▶ **Texto proporcionado**
Constatando la influencia de Mackinder en el pensamiento geopolítico alemán, Adolf Hitler arriesgaría su Reich en un intento descabellado de apropiarse del heartland ruso como Lebensraum, o espacio vital, para su «raza superior». El trabajo de Sir Halford fue determinante en el ideario del geógrafo alemán Karl Haushofer, fundador de la Zeitschrift für Geopolitik , impulsor del concepto de Lebensraum y asesor de Adolf Hitler y de su brazo derecho, Rudolf Hess. En 1942 el Führer envió un millón de hombres, 10.000 piezas de artillería y 500 tanques para quebrar el frente del río Volga en Stalingrado. Al final, el Ejército alemán tuvo 850.000 víctimas, entre heridos, muertos y capturados, en un intento vano de atravesar el rimland de Europa Oriental hacia la región pivote de la isla mundial.
Un siglo después de la publicación de la obra capital de Mackinder, otro académico e historiador británico especializado en la historia de los imperios, John Darwin, sostuvo en su magistral After Tamerlane [ Después de Tamerlán ] que Estados Unidos había conseguido su «colosal imperium […] a una escala sin precedentes» tras la Segunda Guerra Mundial, al convertirse en la primera potencia de la historia que controlaba los puntos axiales estratégicos «en ambos extremos de Eurasia» (su interpretación de la «Euro-Asia» de Mackinder). Con el temor a la expansión china y rusa como «catalizador de la colaboración», Estados Unidos se hizo con bastiones imperiales en Europa Occidental y Japón. Con estos puntos axiales como pilares, Washington construyó después un arco de bases militares siguiendo el patrón marítimo británico, con las que fue rodeando la isla mundial.
La geopolítica axial de Estados Unidos
Una vez arrebatado el control de los extremos axiales de la isla mundial a la Alemania nazi y el Japón imperial en 1945, durante los siguientes 70 años Estados Unidos aplicó capas cada vez más gruesas de poder militar para contener a China y a Rusia dentro del heartland euroasiático. Despojada de su cobertura ideológica, la ambiciosa estrategia de Washington de la «contención» anticomunista de la época de la Guerra Fría fue poco más que un proceso de sucesión imperial. Una Gran Bretaña agotada fue reemplazada en el control del «marginal» marítimo, pero las realidades estratégicas siguieron siendo prácticamente las mismas.
De hecho, en 1943, dos años antes del final de la Segunda Guerra Mundial, un envejecido Mackinter publicó su último artículo, «The Round World and the Winning of the Peace» [«El mundo redondo y la conquista de la paz»], en la influyente revista estadounidense Foreign Affairs. En él, recordaba a los estadounidenses que aspiraban a una «ambiciosa estrategia» para una versión sin precedentes de hegemonía planetaria que incluso su «sueño de poder aéreo mundial» no cambiaría las bases geopolíticas. «Si la Unión Soviética sale de esta guerra como conquistadora de Alemania», advertía, «alcanzará el rango del poder terrestre más grande del mundo», controlando la «fortaleza natural más grande de la tierra».

▶ **Enunciado 1**
Responde a estas preguntas sobre el texto sobre Mackinder:
(a) ¿Cuántos tanques envió el Führer en 1942 para quebrar el frente del Volga en Stalingrado?
(b) ¿Cómo se titula la obra de John Darwin que se menciona?
(c) ¿En qué revista estadounidense apareció en 1943 el artículo «The Round World and the Winning of the Peace»?
▶ **Enunciado 2**
Escribe la continuación del texto sobre Mackinder a partir de su última oración.

▶ **Datos sin procesar**

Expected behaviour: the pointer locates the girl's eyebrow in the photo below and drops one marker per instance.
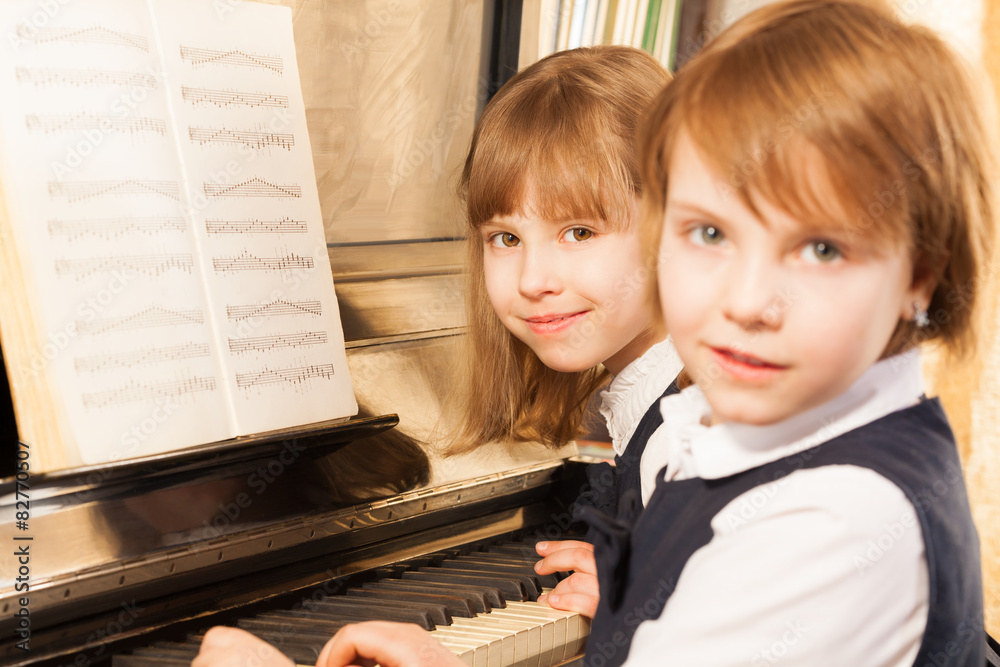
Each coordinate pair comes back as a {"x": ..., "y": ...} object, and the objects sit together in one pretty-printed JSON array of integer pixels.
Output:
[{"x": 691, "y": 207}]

▶ **Resultado del ejercicio 1**
(a) 500 tanques.
(b) After Tamerlane [Después de Tamerlán].
(c) En Foreign Affairs.

▶ **Resultado del ejercicio 2**
Al momento de establecer una nueva Pax Americana posbélica, lo primero y básico para contener el poder terrestre soviético sería la Armada estadounidense. Sus flotas rodearían el continente euroasiático, complementando y luego suplantando a la Armada británica: la Sexta Flota se instaló en Nápoles en 1946 para controlar el océano Atlántico y el mar Mediterráneo; la Séptima Flota se estableció en la Bahía Subic, Filipinas, en 1947, para controlar el Pacífico Occidental; y desde 1995 la Quinta Flota se encuentra en Bahrein, en el golfo Pérsico.
A continuación, los diplomáticos estadounidenses sumaron capas de alianzas militares envolventes: la Organización del Tratado del Atlántico Norte (1949), la Organización del Tratado del Medio Oriente (1955), la Organización del Tratado del Sudeste Asiático (1954) y el Tratado de Seguridad Estados Unidos-Japón (1951).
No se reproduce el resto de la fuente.